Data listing

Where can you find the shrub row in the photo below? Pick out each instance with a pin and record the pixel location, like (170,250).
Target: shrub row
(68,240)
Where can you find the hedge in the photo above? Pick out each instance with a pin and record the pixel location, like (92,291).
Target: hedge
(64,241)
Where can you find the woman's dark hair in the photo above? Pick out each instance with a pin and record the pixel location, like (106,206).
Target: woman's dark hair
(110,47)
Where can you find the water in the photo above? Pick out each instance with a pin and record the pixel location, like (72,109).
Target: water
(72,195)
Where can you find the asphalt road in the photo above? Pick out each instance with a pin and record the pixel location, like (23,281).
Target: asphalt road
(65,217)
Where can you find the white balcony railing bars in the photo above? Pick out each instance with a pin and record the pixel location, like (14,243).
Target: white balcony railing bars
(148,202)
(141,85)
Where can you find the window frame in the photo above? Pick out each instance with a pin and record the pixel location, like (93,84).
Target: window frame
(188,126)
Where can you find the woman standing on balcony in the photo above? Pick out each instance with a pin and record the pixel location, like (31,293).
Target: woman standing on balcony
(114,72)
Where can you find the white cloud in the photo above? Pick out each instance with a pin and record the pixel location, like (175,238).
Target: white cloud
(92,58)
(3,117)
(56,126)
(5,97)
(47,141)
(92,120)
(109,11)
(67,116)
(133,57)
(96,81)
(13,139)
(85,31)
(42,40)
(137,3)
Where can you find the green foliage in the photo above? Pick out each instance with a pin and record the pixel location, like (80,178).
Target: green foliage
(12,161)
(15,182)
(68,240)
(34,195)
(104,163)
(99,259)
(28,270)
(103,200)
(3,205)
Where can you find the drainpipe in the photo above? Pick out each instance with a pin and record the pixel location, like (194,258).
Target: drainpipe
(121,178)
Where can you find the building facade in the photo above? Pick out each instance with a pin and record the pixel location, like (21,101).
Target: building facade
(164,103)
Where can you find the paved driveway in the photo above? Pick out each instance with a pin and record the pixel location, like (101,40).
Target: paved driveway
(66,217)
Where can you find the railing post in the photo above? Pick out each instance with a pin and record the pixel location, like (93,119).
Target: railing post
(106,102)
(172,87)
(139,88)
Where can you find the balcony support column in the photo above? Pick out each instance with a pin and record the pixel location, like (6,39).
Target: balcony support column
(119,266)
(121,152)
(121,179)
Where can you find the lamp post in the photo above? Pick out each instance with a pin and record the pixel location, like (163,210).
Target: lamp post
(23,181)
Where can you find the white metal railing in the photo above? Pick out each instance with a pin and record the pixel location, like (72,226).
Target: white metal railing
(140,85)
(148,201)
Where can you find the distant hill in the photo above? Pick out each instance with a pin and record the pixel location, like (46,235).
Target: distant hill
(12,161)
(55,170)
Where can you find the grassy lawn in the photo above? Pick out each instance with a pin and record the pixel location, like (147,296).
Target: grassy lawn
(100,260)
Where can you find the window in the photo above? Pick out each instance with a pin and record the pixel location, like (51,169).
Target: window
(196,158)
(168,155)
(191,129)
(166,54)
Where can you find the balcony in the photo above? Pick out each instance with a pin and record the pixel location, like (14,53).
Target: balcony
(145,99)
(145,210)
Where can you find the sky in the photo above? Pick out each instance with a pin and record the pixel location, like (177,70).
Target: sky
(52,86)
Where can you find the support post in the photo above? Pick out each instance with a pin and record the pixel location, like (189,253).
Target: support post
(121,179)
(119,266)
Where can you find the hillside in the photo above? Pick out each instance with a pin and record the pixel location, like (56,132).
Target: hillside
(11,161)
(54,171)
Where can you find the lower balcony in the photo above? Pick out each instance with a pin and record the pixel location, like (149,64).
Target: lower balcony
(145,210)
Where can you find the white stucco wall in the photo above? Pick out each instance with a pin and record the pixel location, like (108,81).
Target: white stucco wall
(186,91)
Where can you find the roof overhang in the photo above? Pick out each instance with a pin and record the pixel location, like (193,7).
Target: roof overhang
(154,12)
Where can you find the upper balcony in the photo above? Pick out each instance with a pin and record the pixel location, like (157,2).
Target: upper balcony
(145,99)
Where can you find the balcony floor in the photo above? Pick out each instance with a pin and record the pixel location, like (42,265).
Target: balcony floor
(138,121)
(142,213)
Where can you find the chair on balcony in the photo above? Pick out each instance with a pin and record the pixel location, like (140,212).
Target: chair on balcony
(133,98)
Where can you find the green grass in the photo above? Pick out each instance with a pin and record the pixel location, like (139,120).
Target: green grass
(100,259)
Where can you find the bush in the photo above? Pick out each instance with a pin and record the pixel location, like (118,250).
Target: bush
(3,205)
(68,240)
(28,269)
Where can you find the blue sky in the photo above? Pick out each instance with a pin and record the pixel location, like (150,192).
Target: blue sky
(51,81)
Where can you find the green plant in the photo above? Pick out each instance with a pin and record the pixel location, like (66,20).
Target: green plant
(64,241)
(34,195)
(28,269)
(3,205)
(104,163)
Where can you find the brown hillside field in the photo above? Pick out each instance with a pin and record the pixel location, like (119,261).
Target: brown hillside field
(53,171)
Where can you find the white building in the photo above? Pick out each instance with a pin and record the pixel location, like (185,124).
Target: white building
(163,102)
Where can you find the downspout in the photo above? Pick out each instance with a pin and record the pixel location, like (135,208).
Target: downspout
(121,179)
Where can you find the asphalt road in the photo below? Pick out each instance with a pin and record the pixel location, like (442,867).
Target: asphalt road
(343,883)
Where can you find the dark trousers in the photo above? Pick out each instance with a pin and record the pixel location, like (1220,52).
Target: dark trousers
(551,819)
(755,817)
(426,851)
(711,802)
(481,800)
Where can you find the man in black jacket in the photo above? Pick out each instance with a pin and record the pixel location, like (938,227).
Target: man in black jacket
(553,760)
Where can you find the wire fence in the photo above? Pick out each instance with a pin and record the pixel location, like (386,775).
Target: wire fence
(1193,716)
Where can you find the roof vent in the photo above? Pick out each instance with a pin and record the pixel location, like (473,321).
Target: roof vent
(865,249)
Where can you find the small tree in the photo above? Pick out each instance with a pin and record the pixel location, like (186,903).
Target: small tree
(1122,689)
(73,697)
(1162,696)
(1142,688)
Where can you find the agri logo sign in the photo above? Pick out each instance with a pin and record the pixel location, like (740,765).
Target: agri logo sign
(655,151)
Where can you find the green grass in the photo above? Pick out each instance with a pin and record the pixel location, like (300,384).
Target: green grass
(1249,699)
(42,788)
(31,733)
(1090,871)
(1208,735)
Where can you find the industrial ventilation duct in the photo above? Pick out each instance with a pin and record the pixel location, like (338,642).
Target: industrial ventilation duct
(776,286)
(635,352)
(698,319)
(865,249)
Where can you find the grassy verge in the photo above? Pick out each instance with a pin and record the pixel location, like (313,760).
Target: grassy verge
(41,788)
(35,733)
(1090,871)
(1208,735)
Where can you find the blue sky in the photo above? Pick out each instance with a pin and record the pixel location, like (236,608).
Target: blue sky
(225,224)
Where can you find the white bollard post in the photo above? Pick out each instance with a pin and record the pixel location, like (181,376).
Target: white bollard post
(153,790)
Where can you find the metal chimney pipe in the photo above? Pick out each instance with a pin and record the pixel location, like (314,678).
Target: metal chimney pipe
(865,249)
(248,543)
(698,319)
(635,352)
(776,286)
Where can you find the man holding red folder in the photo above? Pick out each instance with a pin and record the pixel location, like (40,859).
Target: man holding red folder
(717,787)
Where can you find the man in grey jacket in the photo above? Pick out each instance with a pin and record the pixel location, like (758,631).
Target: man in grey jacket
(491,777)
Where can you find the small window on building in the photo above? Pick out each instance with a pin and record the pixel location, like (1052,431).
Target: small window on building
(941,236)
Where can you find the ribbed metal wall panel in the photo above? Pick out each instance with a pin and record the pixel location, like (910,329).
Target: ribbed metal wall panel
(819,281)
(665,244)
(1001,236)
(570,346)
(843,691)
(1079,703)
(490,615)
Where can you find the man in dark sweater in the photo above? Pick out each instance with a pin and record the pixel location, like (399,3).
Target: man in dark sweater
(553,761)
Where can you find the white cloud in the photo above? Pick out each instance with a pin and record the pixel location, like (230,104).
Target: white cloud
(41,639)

▸ Exercise directions
Each line from the one with "Where can you find the grassy verge" through the last line of the records must be written out word for word. Include nothing else.

▸ Expected answer
Where can you find the grassy verge in the photo above? Pick out each instance with a pin and record the pixel location, like (313,760).
Target: grassy verge
(41,788)
(35,733)
(1090,871)
(1208,735)
Where can you find the blue sky in the photo above? Pick out each instance with a pin and record the pixel location, like (236,608).
Target: blue sky
(225,224)
Where can you find the white bollard post in the photo above? Pick out each instance with a pin and record the pixel location, like (181,376).
Target: white bollard post
(153,790)
Where can you find the metal chimney pipe in the photo above? Pick out each instance with a pin and record the pixel location, like (314,678).
Target: metal chimney pipe
(865,249)
(248,543)
(698,319)
(635,352)
(776,286)
Where can you find the man holding red folder in the photo above? Pick out each instance with a pin and record the pixel location, like (40,859).
Target: man holding red folder
(717,787)
Where can you find the man in grey jacket in the photo above? Pick out each instance with a pin and record the pixel location, like (758,631).
Target: man in grey jacket
(491,777)
Where can you find the small window on building in the photo above? Pick out each instance with a pin and record the pixel location, like (1052,431).
Target: small window on building
(941,236)
Where can you find the ribbed metal wall panel in the photo above? Pick out each instance with a pin and record the pixel location, like (910,329).
Target: ribbed metal wall panel
(819,281)
(665,244)
(1001,236)
(570,346)
(843,691)
(1079,703)
(490,615)
Where can you find the man in dark sweater in the photo above? Pick out each instance with a pin and record the pixel location, like (399,3).
Target: man in dark sweater
(553,761)
Where can you find the white cloud in the photo above? Pick out each instance with a pin and record the pixel location, like (230,104).
Target: white cloud
(41,639)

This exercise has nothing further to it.